__SHORT PROBLEM__. Could you put every line of the data, starting with the line that contains "Isolate the white protest sign." and going on through the final line, into a numbered list with blank lines left out?

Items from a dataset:
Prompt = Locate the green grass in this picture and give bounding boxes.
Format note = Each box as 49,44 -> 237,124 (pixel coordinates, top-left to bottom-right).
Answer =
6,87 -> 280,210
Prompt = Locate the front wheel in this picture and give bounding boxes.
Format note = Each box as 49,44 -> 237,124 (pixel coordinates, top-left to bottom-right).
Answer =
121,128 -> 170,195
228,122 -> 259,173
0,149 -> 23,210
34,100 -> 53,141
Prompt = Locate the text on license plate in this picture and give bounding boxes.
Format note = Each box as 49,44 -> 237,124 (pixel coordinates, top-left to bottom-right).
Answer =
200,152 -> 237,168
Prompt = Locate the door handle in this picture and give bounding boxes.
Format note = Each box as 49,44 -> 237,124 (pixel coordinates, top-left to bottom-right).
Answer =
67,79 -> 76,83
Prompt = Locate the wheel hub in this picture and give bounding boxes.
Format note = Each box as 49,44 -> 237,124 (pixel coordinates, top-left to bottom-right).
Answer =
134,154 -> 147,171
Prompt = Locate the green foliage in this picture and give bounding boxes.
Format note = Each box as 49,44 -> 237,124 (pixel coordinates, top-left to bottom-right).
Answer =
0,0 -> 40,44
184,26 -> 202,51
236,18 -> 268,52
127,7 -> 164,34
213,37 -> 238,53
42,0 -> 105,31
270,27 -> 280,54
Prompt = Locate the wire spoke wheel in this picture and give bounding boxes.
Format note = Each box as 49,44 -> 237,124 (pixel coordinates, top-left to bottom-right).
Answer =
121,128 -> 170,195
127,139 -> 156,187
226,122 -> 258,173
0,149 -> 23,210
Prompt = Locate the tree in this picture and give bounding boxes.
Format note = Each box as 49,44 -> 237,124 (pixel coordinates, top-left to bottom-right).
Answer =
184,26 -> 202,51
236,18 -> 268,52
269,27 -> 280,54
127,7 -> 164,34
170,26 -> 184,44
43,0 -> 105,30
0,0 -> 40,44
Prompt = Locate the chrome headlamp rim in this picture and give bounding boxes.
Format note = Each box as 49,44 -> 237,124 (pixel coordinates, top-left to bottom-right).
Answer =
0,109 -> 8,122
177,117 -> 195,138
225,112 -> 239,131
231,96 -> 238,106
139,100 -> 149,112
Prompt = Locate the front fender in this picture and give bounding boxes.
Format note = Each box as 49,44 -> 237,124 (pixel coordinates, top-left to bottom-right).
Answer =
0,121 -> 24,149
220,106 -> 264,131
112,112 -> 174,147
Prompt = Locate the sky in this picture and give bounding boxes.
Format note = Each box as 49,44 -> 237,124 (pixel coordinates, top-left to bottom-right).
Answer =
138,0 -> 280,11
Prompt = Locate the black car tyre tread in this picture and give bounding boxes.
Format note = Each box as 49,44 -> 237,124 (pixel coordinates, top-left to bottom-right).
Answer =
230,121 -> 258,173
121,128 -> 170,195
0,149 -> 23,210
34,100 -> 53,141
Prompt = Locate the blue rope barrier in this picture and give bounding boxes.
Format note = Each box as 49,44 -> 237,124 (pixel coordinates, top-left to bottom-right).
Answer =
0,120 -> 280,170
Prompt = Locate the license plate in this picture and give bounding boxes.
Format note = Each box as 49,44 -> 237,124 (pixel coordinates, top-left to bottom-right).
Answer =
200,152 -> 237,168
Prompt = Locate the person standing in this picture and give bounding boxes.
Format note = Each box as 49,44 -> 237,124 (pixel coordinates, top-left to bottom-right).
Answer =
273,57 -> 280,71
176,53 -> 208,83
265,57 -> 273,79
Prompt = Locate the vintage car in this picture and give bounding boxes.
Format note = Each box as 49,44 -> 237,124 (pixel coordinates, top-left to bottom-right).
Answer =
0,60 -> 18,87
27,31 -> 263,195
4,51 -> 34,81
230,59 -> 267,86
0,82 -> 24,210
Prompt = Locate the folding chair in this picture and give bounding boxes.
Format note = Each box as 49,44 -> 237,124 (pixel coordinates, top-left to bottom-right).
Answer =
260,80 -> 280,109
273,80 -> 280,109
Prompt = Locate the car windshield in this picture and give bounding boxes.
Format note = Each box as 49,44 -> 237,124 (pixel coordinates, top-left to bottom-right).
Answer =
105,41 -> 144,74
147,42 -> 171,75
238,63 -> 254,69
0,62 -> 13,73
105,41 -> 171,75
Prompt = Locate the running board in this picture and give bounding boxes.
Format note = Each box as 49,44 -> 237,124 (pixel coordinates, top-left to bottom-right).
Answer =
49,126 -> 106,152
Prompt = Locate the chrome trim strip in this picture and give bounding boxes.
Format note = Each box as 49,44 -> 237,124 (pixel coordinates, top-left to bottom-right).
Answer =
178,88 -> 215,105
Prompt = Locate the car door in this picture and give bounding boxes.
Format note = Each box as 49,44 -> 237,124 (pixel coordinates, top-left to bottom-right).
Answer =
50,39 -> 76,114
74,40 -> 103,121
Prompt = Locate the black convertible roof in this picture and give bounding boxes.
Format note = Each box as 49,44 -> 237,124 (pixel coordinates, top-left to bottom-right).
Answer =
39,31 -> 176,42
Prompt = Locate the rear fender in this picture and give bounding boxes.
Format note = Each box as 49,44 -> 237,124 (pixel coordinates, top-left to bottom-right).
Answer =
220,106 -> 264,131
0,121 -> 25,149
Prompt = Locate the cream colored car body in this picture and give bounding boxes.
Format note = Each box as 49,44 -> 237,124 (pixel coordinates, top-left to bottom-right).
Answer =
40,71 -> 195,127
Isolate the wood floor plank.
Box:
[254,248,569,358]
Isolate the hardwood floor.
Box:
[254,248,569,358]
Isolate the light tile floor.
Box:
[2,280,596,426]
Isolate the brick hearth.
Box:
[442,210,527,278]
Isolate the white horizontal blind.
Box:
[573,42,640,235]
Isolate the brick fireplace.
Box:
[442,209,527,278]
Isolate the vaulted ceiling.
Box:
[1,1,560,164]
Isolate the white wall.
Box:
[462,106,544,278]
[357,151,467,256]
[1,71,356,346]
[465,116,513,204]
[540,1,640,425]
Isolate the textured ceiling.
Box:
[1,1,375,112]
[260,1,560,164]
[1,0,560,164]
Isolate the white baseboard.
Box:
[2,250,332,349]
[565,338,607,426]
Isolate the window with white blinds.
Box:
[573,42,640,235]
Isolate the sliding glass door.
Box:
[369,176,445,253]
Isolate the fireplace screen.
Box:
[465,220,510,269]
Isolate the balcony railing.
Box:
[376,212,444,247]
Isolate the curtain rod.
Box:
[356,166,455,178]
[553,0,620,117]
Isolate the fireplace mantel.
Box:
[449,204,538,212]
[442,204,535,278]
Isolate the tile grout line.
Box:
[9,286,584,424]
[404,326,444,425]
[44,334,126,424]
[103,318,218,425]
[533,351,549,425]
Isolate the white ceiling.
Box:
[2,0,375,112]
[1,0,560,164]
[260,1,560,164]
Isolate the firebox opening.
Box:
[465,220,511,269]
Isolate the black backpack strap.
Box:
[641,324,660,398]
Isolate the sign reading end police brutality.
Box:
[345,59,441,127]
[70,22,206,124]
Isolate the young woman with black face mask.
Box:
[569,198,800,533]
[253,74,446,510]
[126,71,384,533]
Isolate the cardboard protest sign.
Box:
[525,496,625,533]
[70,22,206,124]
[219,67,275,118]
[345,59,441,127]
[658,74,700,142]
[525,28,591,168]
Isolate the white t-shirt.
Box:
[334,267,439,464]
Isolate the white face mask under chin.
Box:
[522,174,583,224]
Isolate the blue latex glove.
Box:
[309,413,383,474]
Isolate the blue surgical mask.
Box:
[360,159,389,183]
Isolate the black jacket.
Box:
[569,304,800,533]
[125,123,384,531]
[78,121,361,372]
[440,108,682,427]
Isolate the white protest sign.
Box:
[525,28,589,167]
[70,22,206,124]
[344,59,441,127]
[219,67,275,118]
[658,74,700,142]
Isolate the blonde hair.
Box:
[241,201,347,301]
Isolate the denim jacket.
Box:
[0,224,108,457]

__EXERCISE ANSWER__.
1. Isolate the white protest sign.
2. Box:
3. [525,28,589,167]
4. [70,22,206,124]
5. [344,59,441,127]
6. [219,67,275,118]
7. [658,74,700,142]
8. Isolate the blonde hair.
9. Box:
10. [241,201,347,301]
11. Isolate the denim jacket.
12. Box:
13. [0,224,108,457]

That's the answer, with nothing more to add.